--- start Quoted passage ---

Quartz is one of the most widely processed industrial minerals, but ‘quartz powder’ covers an enormous range of specifications. The D97 for glass sand is 150-300 microns. For electronics-grade fused silica filler, it is 5-15 microns. For the finest silica powder used in semiconductor packaging, it is below 5 microns. These are not variations of the same process — they require completely different equipment, different energy budgets, and different quality controls.
The most common mistake in quartz processing line design is selecting equipment based on throughput alone, without mapping the target fineness and purity to the right grinding and classification technology. A ball mill that handles 5 t/h at D97 40 microns cannot economically produce D97 10 microns. A jet mill that produces D97 5 microns at high purity runs at a fraction of the throughput and at 3-5 times the specific energy cost. Getting the technology match right from the start determines whether a quartz processing line is profitable.
This guide maps quartz applications to their fineness requirements, explains which grinding technology covers which part of the range and why, and gives real production data from operating lines.

Quartz Applications and the Fineness Each Market Requires
Quartz is hard (Mohs 7), abrasive, and relatively brittle. It grinds well across a wide size range, but the fineness required varies dramatically by application — and so does the acceptable impurity level.
| Application | Typical D97 | SiO2 Purity Min. | Key Quality Driver |
| Glass sand (standard) | 150-300 um | >99.5% | Fe2O3 < 0.03%; particle shape affects melt behaviour |
| Engineered stone / countertop | < 45 um (fine fraction) | 99%+ | Tight PSD for packing density; reduces resin consumption |
| Coatings and plastics filler | D97 10-45 um | 98-99% | Narrow PSD for dispersibility; whiteness matters |
| Refractories and foundry | 150 um – 2 mm | 97%+ | Particle shape and thermal stability; low fines fraction |
| Electronics / EMC filler | D97 5-25 um | 99.9%+ | Fe < 30 ppm; tight D97 and Dmax for killer particle control |
| Semiconductor packaging (WLP) | D97 < 8 um | 99.97% | U + Th < 0.5 ppb; amorphous content > 99.5% |
Specifications vary by customer and region. Confirm against your buyer’s incoming inspection requirements before setting production parameters.

--- end Quoted passage ---

→ Task list:
- A) According to the quartz guide, why is choosing grinding equipment by throughput alone a mistake? Answer in one to three sentences.
- B) List every application named in the table of the quartz guide.
- C) Resume the quartz guide after its last sentence.
The records after this point come from a separate source and are not part of the quartz guide.

--- start Dataset content ---

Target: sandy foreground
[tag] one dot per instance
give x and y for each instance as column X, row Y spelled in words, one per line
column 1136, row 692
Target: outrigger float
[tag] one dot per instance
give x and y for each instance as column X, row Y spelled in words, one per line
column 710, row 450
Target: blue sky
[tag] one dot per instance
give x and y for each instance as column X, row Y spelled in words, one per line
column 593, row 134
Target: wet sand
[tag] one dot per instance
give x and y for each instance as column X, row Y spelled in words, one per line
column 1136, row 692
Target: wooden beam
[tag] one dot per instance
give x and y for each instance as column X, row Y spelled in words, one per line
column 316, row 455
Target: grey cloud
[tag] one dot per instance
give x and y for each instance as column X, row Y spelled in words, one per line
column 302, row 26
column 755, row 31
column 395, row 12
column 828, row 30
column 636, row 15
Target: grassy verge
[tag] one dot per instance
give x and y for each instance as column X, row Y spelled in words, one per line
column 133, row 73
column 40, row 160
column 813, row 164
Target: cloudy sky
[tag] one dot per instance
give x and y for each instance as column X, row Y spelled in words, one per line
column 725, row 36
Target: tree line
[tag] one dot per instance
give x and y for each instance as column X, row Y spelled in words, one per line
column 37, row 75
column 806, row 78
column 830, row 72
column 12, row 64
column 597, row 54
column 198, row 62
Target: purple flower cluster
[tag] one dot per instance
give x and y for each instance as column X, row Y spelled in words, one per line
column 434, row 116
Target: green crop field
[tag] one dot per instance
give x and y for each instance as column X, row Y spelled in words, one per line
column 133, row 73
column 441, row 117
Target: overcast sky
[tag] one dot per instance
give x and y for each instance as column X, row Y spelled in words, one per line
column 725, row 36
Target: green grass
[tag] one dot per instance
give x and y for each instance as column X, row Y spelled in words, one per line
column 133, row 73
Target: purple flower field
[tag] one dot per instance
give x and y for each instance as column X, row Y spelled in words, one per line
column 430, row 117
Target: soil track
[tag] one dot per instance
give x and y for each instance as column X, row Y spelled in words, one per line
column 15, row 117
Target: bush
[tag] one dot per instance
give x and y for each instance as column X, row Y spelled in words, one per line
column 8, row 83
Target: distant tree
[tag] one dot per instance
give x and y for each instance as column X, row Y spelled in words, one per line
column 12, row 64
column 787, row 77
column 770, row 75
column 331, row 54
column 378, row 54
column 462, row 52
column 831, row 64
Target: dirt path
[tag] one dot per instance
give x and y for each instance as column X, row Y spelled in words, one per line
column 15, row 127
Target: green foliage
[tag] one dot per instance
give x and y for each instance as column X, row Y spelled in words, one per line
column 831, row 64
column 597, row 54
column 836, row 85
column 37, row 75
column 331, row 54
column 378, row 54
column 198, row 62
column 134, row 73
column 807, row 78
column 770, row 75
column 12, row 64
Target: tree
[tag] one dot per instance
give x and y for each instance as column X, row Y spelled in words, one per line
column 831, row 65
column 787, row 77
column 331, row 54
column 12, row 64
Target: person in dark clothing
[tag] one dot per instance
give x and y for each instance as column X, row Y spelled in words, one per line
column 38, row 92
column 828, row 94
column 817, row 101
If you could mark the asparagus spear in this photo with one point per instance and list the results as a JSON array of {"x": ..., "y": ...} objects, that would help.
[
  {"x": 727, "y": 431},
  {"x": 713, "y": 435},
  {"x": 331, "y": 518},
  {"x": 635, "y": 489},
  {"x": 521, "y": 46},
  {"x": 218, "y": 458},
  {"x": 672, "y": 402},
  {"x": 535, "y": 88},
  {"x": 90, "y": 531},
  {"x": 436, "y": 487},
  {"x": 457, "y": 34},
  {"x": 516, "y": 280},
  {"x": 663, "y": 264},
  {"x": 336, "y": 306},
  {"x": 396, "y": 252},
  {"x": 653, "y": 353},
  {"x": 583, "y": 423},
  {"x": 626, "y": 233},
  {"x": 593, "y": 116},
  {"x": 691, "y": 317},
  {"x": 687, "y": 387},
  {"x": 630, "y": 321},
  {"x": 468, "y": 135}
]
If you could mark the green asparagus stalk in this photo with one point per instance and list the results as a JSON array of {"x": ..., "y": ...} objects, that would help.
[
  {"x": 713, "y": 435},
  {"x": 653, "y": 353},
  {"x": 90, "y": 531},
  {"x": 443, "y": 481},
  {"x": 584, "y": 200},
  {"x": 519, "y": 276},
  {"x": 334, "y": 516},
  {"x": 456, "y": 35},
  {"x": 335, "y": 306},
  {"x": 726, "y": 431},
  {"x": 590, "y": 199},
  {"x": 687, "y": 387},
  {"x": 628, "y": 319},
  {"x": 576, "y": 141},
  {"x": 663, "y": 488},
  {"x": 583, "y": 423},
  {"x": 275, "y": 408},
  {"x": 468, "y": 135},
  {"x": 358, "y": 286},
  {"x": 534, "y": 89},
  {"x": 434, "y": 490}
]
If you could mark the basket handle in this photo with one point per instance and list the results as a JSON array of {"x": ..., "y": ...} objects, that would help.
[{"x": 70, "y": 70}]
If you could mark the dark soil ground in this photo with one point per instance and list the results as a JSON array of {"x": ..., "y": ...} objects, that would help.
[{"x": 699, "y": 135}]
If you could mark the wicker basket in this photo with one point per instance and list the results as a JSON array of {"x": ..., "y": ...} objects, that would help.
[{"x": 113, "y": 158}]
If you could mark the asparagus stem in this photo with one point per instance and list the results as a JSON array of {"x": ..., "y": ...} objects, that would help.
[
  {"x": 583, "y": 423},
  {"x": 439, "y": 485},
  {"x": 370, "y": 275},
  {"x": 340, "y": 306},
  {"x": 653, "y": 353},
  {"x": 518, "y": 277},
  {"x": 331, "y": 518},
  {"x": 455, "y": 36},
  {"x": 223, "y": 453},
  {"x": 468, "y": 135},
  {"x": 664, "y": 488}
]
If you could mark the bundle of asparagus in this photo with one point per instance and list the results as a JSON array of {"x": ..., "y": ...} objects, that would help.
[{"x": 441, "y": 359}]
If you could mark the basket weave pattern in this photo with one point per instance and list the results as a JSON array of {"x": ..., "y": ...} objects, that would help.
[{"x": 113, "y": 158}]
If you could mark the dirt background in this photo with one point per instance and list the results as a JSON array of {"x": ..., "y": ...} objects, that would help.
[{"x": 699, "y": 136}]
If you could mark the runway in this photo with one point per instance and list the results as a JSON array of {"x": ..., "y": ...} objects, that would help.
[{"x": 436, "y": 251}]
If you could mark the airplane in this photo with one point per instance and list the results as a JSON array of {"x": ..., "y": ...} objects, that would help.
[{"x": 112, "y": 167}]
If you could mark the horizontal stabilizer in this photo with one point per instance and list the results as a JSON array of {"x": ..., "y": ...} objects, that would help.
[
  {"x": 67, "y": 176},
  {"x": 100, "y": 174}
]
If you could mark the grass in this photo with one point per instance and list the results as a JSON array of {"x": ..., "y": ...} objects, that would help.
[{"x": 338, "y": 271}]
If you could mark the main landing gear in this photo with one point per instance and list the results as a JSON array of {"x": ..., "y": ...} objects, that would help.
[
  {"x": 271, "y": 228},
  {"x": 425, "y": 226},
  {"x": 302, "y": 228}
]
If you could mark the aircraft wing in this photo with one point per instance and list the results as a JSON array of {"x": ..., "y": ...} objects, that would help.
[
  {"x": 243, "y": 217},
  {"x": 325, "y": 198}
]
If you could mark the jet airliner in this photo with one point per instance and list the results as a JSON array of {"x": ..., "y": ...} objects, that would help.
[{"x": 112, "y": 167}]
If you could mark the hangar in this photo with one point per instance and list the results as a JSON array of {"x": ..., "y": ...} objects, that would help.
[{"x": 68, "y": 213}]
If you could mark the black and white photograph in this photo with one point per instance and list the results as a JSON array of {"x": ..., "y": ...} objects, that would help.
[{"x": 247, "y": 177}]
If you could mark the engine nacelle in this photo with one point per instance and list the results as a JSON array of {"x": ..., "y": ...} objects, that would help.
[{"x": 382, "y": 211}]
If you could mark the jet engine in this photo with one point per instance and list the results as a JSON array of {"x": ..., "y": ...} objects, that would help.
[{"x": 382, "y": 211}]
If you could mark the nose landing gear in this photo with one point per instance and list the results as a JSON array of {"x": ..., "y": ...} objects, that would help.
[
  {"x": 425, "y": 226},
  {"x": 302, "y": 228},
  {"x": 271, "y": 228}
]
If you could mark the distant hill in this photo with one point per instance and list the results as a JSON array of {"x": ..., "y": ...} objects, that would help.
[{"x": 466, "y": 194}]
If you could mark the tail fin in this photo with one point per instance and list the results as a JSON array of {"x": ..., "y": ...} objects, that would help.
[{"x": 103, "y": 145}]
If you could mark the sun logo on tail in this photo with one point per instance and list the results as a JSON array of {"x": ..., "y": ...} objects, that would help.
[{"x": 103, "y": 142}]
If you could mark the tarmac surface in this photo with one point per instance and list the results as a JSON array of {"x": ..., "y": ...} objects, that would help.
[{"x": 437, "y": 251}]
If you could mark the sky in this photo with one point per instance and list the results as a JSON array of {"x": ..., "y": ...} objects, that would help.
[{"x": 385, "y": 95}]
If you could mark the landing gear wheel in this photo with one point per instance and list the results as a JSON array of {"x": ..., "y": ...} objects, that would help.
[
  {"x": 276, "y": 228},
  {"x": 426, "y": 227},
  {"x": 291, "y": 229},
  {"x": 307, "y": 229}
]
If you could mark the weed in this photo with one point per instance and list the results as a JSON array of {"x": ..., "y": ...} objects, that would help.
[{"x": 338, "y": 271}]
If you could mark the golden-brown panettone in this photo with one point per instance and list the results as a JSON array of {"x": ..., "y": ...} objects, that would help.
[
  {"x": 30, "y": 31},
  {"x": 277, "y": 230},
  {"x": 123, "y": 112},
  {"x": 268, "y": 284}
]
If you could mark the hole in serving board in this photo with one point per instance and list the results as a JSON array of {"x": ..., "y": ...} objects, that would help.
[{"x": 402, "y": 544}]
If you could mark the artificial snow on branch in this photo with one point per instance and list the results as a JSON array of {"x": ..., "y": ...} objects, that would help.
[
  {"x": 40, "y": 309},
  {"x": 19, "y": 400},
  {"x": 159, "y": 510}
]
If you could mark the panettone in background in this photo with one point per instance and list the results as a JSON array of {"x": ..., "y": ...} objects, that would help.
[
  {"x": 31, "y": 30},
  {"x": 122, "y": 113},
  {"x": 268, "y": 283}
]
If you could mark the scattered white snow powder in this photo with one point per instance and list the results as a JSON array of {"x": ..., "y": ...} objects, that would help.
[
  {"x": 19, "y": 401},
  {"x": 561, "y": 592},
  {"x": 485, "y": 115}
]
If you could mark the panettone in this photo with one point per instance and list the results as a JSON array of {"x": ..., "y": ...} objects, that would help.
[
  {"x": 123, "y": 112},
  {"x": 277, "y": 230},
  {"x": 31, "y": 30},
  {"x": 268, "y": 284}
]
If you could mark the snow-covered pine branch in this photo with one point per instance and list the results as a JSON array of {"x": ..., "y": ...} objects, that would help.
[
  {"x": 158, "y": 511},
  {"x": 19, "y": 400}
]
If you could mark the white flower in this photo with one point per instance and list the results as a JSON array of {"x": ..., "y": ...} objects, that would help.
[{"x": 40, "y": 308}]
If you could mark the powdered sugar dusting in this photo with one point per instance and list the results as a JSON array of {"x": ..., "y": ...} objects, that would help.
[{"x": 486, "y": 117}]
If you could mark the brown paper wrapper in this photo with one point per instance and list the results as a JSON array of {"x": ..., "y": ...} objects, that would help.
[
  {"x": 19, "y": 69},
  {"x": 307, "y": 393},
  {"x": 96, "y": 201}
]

--- end Dataset content ---

→ Outputs by task:
- A) A machine suited to one fineness cannot economically reach another. A ball mill handling 5 t/h at D97 40 microns cannot economically produce D97 10 microns, and a jet mill making D97 5 microns at high purity runs at a fraction of the throughput and 3-5 times the specific energy cost. Matching fineness and purity to the right grinding and classification technology from the start determines whether the line is profitable.

- B)
- Glass sand (standard)
- Engineered stone / countertop
- Coatings and plastics filler
- Refractories and foundry
- Electronics / EMC filler
- Semiconductor packaging (WLP)

- C)
The purity requirements at the bottom of the table — electronics and semiconductor grades — are not achievable by grinding and classification alone. They require upstream beneficiation (magnetic separation, acid leaching, or flotation) to reduce Fe2O3 and other impurities to the required level before the grinding step. For the applications in the upper rows of the table, standard grinding and air classification without beneficiation is typically sufficient.
Three Technologies and the Range Each Covers
Ball Mill with Air Classifier — The Production Workhorse

A ceramic-lined ball mill in closed circuit with a dynamic air classifier is the most energy-efficient route for quartz powder at D97 20-75 microns. The ball mill provides the continuous size reduction; the air classifier sorts the output, returning oversize to the mill and sending on-spec product to collection. Feed size is typically below 3-5 mm from a jaw crusher; product size is controlled by classifier wheel speed.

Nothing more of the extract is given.